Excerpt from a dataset

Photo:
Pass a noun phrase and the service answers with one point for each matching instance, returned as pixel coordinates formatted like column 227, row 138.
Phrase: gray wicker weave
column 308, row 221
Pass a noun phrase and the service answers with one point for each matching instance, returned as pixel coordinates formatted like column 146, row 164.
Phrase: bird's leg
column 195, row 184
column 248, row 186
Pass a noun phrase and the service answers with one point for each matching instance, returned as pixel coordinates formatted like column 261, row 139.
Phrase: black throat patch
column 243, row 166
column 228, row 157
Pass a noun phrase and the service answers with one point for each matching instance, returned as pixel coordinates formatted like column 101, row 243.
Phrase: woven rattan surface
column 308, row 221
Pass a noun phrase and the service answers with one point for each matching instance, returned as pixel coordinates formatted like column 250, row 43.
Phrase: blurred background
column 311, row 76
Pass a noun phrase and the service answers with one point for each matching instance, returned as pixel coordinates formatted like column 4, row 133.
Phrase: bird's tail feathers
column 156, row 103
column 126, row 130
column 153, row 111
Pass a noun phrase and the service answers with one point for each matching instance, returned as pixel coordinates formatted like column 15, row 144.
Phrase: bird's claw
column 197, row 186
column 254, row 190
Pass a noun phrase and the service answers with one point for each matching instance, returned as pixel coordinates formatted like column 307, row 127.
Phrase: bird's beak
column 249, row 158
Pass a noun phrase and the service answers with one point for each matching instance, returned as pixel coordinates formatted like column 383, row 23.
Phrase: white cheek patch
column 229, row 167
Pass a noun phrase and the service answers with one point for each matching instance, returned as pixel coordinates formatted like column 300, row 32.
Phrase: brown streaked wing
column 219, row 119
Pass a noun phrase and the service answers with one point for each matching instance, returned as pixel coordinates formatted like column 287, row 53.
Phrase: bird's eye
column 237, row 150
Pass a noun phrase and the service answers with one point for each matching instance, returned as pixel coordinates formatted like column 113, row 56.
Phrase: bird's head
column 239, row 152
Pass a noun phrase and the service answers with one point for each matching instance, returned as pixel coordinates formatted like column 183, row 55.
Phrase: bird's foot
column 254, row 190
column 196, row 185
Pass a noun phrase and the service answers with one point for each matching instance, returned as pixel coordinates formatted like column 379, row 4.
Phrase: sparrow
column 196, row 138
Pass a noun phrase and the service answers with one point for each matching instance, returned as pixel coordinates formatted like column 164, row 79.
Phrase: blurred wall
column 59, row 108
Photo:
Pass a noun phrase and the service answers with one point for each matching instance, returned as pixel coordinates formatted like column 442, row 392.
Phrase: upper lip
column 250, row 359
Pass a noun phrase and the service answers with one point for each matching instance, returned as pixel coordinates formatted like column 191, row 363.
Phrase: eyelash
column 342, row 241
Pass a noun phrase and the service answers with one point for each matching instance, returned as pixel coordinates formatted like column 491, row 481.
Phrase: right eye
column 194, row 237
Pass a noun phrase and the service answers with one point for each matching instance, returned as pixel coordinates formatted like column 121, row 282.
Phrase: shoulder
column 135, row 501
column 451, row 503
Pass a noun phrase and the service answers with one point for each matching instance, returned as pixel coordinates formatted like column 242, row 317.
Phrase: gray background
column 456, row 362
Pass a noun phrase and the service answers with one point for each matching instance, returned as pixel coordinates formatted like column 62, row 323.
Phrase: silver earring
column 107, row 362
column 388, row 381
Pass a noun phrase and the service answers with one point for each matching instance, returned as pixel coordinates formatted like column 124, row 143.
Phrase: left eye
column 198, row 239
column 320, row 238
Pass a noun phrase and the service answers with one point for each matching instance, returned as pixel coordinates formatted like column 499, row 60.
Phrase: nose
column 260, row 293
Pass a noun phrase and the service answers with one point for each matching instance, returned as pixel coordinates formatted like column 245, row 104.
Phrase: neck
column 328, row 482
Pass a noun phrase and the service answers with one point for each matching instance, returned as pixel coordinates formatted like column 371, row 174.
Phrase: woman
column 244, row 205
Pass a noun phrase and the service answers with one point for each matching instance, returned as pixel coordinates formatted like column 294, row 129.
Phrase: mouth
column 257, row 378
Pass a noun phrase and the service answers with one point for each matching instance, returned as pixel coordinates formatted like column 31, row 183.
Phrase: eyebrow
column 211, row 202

--

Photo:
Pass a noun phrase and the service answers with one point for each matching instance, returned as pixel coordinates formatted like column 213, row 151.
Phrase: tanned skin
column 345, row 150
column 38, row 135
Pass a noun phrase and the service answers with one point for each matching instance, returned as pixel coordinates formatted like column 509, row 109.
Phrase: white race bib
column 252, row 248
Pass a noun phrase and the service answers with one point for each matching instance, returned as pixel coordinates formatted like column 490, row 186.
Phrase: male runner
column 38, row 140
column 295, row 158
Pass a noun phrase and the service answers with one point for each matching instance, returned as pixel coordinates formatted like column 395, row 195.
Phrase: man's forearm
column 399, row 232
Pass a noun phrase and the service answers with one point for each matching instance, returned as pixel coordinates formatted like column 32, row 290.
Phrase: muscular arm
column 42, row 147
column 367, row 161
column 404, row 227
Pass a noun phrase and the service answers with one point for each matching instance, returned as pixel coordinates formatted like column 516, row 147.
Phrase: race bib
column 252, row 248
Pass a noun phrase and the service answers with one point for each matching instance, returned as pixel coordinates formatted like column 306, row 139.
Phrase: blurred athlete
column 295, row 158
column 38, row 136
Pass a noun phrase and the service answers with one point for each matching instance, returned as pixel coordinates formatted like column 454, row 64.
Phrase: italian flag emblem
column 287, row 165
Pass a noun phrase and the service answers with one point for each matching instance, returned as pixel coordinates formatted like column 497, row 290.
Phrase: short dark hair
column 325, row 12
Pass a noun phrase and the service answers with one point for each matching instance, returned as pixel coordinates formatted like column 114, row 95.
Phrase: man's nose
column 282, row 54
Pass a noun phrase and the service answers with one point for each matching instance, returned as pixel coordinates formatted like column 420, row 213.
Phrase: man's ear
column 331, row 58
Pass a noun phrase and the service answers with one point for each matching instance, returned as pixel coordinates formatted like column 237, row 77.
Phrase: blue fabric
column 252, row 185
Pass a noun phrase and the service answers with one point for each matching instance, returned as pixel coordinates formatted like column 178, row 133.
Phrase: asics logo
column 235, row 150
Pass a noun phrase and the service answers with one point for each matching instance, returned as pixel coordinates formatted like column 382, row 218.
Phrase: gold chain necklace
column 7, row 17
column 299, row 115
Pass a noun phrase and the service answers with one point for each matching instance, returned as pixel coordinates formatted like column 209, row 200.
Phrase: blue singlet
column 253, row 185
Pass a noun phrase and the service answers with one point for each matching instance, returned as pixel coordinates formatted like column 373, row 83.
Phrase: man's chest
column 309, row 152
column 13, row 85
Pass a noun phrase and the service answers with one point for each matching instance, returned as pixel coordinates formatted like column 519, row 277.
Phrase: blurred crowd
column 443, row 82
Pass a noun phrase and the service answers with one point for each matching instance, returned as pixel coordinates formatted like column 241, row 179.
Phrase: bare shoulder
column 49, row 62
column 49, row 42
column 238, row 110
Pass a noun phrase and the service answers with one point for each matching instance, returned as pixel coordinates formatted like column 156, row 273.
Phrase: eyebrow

---

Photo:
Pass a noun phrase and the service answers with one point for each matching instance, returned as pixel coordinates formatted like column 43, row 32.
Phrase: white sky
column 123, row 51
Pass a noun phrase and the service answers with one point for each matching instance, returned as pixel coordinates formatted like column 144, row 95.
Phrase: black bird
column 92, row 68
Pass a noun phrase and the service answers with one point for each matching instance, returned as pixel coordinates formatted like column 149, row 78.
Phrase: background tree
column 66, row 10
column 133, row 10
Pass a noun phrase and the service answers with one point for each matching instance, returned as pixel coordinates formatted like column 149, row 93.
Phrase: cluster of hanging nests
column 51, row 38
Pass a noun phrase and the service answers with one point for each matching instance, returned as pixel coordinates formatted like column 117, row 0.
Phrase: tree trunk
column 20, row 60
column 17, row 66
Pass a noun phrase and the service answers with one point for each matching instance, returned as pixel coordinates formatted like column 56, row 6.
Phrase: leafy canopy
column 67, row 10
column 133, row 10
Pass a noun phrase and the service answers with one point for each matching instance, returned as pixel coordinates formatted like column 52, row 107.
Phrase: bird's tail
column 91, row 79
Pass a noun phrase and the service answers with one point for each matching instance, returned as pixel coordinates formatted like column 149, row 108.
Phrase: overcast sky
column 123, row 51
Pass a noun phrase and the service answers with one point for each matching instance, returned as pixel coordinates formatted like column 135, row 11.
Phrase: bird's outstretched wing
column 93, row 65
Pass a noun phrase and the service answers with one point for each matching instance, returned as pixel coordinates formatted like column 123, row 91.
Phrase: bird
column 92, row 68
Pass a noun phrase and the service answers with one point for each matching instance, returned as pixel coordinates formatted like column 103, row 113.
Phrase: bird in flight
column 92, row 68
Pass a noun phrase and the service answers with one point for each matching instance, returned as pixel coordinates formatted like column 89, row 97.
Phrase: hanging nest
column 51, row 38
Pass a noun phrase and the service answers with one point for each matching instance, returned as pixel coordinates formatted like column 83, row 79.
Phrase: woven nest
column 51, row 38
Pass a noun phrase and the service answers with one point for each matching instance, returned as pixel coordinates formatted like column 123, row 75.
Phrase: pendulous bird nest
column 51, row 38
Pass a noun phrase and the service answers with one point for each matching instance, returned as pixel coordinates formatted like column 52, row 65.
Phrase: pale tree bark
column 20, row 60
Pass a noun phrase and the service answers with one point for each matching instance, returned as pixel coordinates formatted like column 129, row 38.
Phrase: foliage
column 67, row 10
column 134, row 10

▶ [Brief]: Quote the data exactly, starting at the line that contains "382, row 218." and continuing through the line that contains "column 299, row 115", with both of those lines included.

▶ [Output for this exercise]:
Pass a noun phrase and the service answers with one point for each matching instance, returned as pixel coordinates formatted like column 382, row 218.
Phrase: gold chain necklace
column 7, row 17
column 299, row 115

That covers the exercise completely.